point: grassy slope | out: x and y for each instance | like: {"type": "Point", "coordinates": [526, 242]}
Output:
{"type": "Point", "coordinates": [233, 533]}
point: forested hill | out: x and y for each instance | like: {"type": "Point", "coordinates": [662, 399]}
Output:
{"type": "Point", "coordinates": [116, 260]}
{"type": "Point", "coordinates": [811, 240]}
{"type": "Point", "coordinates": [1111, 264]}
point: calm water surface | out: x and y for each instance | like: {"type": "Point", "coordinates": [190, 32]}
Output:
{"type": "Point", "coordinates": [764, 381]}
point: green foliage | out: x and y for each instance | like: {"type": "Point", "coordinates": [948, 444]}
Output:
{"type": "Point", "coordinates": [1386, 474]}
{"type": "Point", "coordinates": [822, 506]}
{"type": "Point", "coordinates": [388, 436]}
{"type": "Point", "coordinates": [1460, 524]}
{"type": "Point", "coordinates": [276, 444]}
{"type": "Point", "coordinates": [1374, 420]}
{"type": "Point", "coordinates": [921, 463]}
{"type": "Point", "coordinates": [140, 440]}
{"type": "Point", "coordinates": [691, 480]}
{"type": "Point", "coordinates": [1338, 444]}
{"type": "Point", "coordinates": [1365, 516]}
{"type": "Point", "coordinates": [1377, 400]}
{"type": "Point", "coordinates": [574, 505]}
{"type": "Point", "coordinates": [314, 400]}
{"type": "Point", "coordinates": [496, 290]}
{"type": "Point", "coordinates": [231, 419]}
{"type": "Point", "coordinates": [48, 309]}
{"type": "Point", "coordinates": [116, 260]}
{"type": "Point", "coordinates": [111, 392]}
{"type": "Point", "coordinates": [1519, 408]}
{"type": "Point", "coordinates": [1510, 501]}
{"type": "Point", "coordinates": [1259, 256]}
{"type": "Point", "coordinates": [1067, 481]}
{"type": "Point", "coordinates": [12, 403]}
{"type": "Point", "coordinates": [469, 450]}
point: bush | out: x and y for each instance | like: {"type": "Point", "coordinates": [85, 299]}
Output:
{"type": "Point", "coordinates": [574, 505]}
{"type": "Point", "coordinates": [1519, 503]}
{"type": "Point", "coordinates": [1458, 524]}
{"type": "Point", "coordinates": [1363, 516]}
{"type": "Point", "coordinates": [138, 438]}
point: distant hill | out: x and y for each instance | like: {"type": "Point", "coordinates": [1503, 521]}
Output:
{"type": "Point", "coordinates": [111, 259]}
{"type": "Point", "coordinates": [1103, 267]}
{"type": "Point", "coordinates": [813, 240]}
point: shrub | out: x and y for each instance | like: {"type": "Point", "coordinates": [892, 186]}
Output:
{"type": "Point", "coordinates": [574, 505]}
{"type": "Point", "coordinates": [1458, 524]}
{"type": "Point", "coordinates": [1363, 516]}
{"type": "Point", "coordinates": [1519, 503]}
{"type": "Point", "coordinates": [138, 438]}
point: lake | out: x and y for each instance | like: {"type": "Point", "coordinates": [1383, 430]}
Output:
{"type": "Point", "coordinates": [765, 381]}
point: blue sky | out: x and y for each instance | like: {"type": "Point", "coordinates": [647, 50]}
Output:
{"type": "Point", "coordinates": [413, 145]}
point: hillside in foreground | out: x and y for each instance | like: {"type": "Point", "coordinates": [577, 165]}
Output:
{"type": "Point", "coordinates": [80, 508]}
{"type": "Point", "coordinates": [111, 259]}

-- -- --

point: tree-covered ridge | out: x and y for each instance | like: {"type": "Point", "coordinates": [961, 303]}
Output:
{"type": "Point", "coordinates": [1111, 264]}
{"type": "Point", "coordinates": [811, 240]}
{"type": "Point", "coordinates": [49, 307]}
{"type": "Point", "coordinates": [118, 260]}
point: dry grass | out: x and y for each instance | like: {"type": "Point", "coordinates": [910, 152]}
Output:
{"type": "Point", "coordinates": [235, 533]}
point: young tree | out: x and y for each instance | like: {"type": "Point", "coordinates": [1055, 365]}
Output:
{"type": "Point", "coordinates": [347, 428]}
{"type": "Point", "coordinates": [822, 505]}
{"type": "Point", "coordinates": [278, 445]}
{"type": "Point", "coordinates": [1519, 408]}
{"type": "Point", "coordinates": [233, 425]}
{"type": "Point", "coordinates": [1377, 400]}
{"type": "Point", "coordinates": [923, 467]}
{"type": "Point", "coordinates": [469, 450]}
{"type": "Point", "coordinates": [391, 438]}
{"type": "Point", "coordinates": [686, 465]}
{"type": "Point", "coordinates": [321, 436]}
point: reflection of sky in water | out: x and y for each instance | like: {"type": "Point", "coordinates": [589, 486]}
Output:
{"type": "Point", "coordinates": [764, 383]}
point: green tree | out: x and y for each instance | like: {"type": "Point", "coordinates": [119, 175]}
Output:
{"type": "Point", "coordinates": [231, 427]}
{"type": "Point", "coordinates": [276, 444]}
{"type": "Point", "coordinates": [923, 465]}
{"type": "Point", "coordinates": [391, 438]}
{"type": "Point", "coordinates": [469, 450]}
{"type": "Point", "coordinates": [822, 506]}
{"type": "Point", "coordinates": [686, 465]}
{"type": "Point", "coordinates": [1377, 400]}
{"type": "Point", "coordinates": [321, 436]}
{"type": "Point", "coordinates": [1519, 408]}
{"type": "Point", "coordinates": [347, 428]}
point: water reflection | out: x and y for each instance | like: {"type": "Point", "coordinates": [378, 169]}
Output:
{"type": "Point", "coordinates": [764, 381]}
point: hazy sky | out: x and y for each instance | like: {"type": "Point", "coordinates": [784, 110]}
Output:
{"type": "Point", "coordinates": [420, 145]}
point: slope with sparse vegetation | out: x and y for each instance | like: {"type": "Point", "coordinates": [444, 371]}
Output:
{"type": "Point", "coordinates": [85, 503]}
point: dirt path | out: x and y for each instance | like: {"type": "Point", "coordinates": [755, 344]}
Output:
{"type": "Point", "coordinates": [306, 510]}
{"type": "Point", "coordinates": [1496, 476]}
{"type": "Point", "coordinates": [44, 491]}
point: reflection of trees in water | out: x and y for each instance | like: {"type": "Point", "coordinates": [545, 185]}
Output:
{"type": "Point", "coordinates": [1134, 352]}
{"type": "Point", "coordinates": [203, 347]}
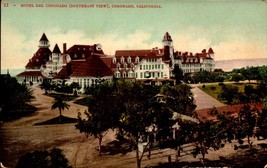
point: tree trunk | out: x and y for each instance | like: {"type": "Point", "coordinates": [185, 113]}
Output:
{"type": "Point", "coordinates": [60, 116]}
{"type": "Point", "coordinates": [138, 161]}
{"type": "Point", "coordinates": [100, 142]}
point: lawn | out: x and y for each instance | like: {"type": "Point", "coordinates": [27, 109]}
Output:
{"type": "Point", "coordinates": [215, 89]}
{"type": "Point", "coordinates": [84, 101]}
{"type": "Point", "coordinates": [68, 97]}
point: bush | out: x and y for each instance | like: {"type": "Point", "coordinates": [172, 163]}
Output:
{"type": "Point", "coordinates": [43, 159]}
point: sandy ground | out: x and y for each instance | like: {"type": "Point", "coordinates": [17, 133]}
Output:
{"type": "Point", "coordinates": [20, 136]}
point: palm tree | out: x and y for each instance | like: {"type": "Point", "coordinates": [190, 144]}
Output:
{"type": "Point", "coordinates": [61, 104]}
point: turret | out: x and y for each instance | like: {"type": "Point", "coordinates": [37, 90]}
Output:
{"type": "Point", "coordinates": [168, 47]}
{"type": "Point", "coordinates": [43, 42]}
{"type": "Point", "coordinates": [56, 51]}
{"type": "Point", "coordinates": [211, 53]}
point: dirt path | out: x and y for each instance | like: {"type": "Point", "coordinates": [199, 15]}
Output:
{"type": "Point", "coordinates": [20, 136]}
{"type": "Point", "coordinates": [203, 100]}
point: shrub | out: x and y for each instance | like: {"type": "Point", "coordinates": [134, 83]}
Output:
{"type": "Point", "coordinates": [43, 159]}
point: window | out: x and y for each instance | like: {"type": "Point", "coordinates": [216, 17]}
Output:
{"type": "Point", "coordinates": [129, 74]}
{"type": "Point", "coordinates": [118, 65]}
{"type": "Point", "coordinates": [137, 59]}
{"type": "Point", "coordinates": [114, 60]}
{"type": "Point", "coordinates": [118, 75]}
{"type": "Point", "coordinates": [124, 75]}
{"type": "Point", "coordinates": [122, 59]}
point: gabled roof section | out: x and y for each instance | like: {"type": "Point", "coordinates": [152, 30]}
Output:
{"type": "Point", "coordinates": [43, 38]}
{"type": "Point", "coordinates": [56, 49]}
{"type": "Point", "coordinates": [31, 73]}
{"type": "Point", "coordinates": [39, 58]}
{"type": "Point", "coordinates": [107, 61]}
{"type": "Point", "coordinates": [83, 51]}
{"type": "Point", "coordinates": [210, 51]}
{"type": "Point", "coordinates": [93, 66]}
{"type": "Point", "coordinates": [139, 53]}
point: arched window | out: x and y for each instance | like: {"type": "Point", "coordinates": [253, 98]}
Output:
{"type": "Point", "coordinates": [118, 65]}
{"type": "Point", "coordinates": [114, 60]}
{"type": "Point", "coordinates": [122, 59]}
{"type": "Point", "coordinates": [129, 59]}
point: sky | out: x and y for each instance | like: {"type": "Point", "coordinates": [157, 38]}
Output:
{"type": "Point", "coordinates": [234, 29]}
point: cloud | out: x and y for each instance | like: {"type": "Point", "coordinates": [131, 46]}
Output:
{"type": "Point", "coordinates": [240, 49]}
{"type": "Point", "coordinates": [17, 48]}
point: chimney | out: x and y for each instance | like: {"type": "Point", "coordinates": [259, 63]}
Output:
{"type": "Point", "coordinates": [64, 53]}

-- -- --

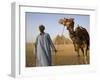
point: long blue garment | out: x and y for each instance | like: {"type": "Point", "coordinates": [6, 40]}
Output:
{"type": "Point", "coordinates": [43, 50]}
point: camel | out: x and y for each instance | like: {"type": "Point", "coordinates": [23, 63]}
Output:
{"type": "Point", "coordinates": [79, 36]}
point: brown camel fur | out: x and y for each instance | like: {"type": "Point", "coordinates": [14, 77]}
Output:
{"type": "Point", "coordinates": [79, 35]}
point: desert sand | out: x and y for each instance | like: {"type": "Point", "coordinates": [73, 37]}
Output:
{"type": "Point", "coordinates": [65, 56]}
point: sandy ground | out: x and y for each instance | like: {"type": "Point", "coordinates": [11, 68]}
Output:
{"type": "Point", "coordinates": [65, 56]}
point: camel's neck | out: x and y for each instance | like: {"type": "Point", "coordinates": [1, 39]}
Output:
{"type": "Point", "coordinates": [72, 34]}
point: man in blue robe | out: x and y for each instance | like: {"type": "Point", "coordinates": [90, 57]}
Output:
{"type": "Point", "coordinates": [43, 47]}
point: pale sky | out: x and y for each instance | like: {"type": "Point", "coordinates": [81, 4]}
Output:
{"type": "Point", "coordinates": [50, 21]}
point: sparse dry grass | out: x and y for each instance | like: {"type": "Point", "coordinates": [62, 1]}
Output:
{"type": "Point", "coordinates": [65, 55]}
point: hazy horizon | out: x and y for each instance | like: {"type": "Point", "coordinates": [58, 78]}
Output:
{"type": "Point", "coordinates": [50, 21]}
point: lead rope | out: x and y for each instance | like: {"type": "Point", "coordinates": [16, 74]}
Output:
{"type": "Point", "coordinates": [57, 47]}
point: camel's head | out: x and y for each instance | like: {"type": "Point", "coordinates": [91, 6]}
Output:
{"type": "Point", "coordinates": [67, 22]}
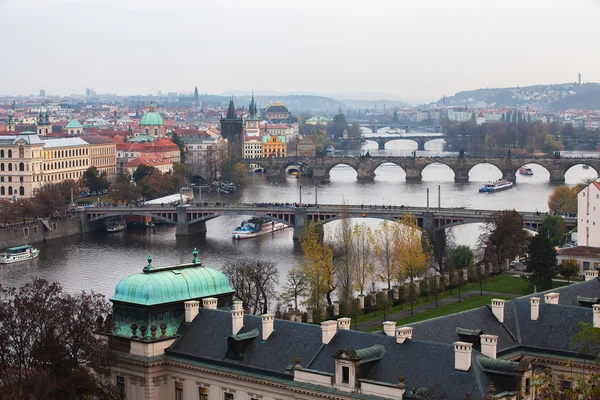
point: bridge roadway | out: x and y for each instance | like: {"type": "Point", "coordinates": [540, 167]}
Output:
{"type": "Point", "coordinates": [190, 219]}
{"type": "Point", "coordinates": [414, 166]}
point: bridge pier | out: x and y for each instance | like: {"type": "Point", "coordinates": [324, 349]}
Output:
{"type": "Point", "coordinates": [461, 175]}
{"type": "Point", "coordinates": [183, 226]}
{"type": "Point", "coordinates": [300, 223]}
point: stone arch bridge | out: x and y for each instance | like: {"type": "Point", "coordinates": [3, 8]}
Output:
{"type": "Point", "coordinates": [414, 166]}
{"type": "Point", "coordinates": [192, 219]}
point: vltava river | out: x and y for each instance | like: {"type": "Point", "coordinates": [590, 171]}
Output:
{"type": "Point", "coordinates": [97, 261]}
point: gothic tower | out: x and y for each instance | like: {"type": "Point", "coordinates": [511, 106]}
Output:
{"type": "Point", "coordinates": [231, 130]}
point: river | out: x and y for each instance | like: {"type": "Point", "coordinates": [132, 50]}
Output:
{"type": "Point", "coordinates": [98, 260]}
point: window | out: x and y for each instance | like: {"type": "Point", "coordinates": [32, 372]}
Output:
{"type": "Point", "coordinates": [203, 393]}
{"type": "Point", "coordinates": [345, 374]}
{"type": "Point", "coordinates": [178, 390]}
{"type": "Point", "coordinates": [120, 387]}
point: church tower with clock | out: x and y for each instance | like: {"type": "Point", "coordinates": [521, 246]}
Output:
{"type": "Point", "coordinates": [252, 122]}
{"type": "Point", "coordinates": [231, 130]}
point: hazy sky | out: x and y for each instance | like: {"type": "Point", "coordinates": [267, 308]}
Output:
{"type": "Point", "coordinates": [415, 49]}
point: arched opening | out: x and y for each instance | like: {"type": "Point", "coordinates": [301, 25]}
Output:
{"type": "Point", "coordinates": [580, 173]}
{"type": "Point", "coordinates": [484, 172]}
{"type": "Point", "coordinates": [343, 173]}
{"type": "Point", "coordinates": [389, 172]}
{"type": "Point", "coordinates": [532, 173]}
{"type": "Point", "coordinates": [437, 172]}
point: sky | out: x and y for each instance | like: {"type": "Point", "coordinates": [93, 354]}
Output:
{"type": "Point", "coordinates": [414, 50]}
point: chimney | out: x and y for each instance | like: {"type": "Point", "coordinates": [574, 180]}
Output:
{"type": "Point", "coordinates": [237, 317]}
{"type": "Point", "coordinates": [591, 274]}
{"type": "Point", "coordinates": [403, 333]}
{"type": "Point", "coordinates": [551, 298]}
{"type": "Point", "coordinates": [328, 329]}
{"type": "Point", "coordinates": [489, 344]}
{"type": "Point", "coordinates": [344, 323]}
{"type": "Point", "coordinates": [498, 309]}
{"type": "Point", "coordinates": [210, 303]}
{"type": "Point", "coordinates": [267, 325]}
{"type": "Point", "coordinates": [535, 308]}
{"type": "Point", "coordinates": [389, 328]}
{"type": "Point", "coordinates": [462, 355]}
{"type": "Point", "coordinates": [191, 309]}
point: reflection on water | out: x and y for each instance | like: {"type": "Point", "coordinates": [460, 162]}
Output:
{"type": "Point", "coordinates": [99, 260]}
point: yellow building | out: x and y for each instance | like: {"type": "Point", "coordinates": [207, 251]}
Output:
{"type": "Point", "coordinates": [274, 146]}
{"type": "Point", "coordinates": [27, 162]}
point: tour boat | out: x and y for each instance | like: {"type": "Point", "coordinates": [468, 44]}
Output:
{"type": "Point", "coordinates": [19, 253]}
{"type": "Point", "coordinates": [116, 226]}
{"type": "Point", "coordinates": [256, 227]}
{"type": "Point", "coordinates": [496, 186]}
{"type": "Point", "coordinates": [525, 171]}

-- -- --

Task requirements | Going through the listing above, copy out every line that has the string "arched".

Response for this exercise |
point: arched window | out: x and y for each instance | like: {"type": "Point", "coordinates": [253, 98]}
point: arched opening | out: x and y for each instance | like: {"type": "Point", "coordinates": [301, 25]}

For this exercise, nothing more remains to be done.